## TEXTO FORNECIDO
• • • •

Numa época de bem pouca energia, muito trabalho e sem perspectivas em seguir na literatura, a força e persistência que você e a Sybylla tinham me contaminaram. Fazendo publicações incríveis (o próprio zine!), tuitando lindamente, propondo desbravar mundos imaginários, naves espaciais, as profundezas do oceano. Enfim, vocês valentes fizeram uma grande diferença na minha vida, quando não enxergava caminhos possíveis.
Algo que penso muito é a respeito da importância de referências em nossas vidas. No início, não conhecia outras mulheres que escreviam, por conta do puro desconhecimento, pela falta das redes atuais, pelo próprio desenho do mercado editorial. Ou eram muito famosas, logo, inatingíveis; ou produziam uma literatura distante do que gostaria de fazer. Lembro até hoje do dia em que a Hilda Hilst morreu. Eu era advogada recém-formada e fui chorar copiosamente no banheiro da firma. Soluçava pela morte da Hilda e por nunca a ter conhecido pessoalmente. O que faltou para isso acontecer? A Hilda foi uma espécie de referência para mim, não tanto pela poesia em si, mas pelas atitudes, uma mulher que não se esquivava em mostrar os próprios desejos. Apreciava a coragem dela.

• • • •

## MATERIAL FORNECIDO
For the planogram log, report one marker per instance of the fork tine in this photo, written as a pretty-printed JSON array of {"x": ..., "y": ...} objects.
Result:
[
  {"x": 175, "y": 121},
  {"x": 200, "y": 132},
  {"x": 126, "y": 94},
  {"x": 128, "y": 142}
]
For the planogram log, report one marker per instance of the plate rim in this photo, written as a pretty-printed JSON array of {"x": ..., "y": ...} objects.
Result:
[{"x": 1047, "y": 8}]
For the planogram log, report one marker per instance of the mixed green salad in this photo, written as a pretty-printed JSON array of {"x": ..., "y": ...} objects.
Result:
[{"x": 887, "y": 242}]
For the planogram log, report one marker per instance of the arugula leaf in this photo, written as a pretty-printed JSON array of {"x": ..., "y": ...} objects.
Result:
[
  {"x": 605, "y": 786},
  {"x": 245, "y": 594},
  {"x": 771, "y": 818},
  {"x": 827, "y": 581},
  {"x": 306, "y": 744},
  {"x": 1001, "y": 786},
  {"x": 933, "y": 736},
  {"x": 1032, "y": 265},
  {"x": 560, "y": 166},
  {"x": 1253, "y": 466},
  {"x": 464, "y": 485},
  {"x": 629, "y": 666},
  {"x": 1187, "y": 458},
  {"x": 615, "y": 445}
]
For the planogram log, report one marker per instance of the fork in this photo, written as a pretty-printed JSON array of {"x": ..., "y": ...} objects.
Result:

• • • •

## TAREFA PROPOSTA
Prossiga o texto sobre escritoras como referência na literatura, começando logo após a última frase apresentada.

## ESPAÇO DE RESPOSTA
Quando descobri você e a Sybylla, acho que identifiquei uma força semelhante. Mulheres que não tinham muito medo de se jogarem num tipo de expressão literária menos festejada, numa literatura insólita. Daí acho que vocês são para mim referências realmente importantes. Até então, eu pesquisava ficção científica. O que é muito diferente de escrever ficção científica. E foi preciso uma geração mais jovem me mostrar essa coragem toda.
Queria então te perguntar, quais são suas referências? Quem te faz seguir escrevendo?
Aline Valek — Uma das minhas maiores referências literárias é a Elvira Vigna, que tive o enorme privilégio de conhecer e de poder conversar. A generosidade dela como pessoa me afetou tanto quanto a genialidade dela como autora. Cada vez que leio e releio seus livros, a conversa continua e me reencontro com meus próprios motivos de seguir escrevendo.
Outra referência pra mim é a Olivia Maia, que além de, sem exageros, ser uma das pessoas mais inteligentes que conheço, é uma amiga que amo demais. Saudades dos nossos passeios pelos sebos de São Paulo! Aprendo e me inspiro muito com o que ela escreve. Ela e o Alex Castro, outro querido amigo escritor, foram minha inspiração para criar minha newsletter e me influenciaram na minha forma de estar e escrever na internet.
Uma das maravilhas de escrever no século 21, apesar das doideiras da internet, é poder me conectar com pessoas incríveis que também estão escrevendo aqui, agora. Tenho muita sorte de estar cercada delas — e eu poderia seguir nessa lista indefinidamente citando apenas contemporâneas, mas ia exceder em muito o limite de palavras!
Também sou muito grata aos nossos encontros, Ana, nesses caminhos tortuosos da internet e nos vários eventos em que pudemos conversar (haja saudade)! Além da escrita, é inspirador como você cria iniciativas para fortalecer os laços entre quem escreve e quem lê.
Escrever ficção — na internet ou fora dela — acaba sendo um pretexto para gerar mais conversas, para alcançar o outro. E é bonito demais como essa conversa atravessa o tempo e toca pessoas mesmo quando não conseguimos enxergar o efeito de nossas palavras.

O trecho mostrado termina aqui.